── SELECTED TEXT ──

What is the Windows Kernel?
The Windows NT kernel (ntoskrnl.exe) is the core of the Windows operating system, managing memory, processes, threads, I/O, and hardware abstraction for all user-mode and kernel-mode components. It runs with the highest privilege level on the system (Ring 0) and has direct access to all hardware and memory. Local privilege escalation vulnerabilities in the Windows kernel allow an attacker who already has code execution at a limited privilege level to elevate to SYSTEM — the highest privilege level — by exploiting flaws in how the kernel manages concurrent access to sensitive data structures.
Overview
CVE-2024-38106 is a race condition vulnerability in the Windows kernel that allows a local, low-privileged attacker to escalate privileges to SYSTEM by winning a timing-dependent race condition in a kernel code path. Microsoft and CISA simultaneously disclosed this as a zero-day on August 13, 2024, with the same-day KEV addition confirming active in-the-wild exploitation as part of the August 2024 Patch Tuesday zero-day cluster. The CVSS Attack Complexity is High (AC:H) due to the race condition requirement, but exploit developers routinely loop the race hundreds or thousands of times per second to achieve reliable exploitation.
Affected Versions
| OS | Status |
|---|---|
| Windows 10 (all supported versions) | Patched August 2024 Patch Tuesday |
| Windows 11 (all supported versions) | Patched August 2024 Patch Tuesday |
| Windows Server 2012 and later | Patched August 2024 Patch Tuesday |
Technical Details
CWE-591 (Sensitive Data Storage in Improperly Locked Memory). Race conditions in the Windows kernel occur when multiple threads or concurrent execution paths access shared kernel data structures without proper synchronization. An attacker who can trigger a specific kernel operation from user space multiple times simultaneously can cause a time-of-check/time-of-use (TOCTOU) condition — where the kernel checks a security-relevant value, then the attacker races to modify it before the kernel acts on it, causing the kernel to operate on attacker-controlled data with elevated trust.
Winning the race escalates the attacker's process token or access privileges to SYSTEM level, enabling: credential theft from LSASS, disabling security software, installing kernel-mode drivers, or completing any action that requires SYSTEM privilege.
Discovery
Confirmed as a zero-day by Microsoft's simultaneous Patch Tuesday and CISA KEV addition on August 13, 2024. The August 2024 Patch Tuesday was notable for patching six zero-days simultaneously, including CVE-2024-38107, CVE-2024-38178, CVE-2024-38189, and CVE-2024-38193 — some of which were used by North Korean APTs in the same period.

───

> REQUIREMENT A: According to the Windows kernel advisory, why does CVE-2024-38106 carry a High Attack Complexity rating, and why does that rating not prevent reliable exploitation?
> REQUIREMENT B: Reproduce the Windows kernel advisory verbatim from "What is the" up to and including "sensitive data structures.".
> REQUIREMENT C: Carry on the Windows kernel advisory, picking up immediately after its final sentence.

── DATA SHOWN ──

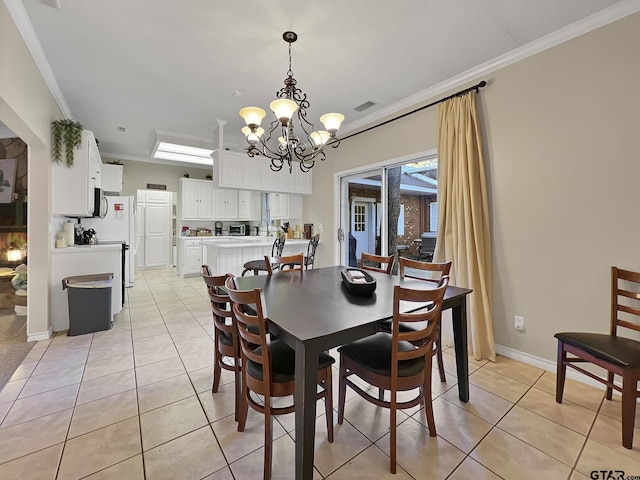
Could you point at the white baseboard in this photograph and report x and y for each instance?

───

> RESPONSE A: The Attack Complexity is rated High (AC:H) because exploiting the flaw requires winning a race condition. Exploit developers nonetheless routinely loop the race hundreds or thousands of times per second, which makes exploitation reliable.

> RESPONSE B:
What is the Windows Kernel?
The Windows NT kernel (ntoskrnl.exe) is the core of the Windows operating system, managing memory, processes, threads, I/O, and hardware abstraction for all user-mode and kernel-mode components. It runs with the highest privilege level on the system (Ring 0) and has direct access to all hardware and memory. Local privilege escalation vulnerabilities in the Windows kernel allow an attacker who already has code execution at a limited privilege level to elevate to SYSTEM — the highest privilege level — by exploiting flaws in how the kernel manages concurrent access to sensitive data structures.

> RESPONSE C:
Exploitation Context
Windows kernel privilege escalation zero-days are exploited as the second stage in multi-step attack chains: after initial access via a browser exploit, phishing, or web application compromise, the kernel LPE completes the privilege escalation to SYSTEM. The August 2024 cluster of Windows zero-days coincided with the Citrine Sleet / Lazarus Group campaign using Chrome V8 exploits (CVE-2024-7971, CVE-2024-7965) combined with Windows kernel privilege escalation for full OS compromise.
Remediation
- Apply the August 2024 Windows security updates (Patch Tuesday, August 13, 2024) to all affected systems.
- Prioritize patching internet-facing systems and any systems that handle sensitive data, as kernel LPE is most impactful when combined with an initial access vulnerability.
- Enable Windows Defender Credential Guard and virtualization-based security (VBS) to limit the impact of SYSTEM-level access on credential theft.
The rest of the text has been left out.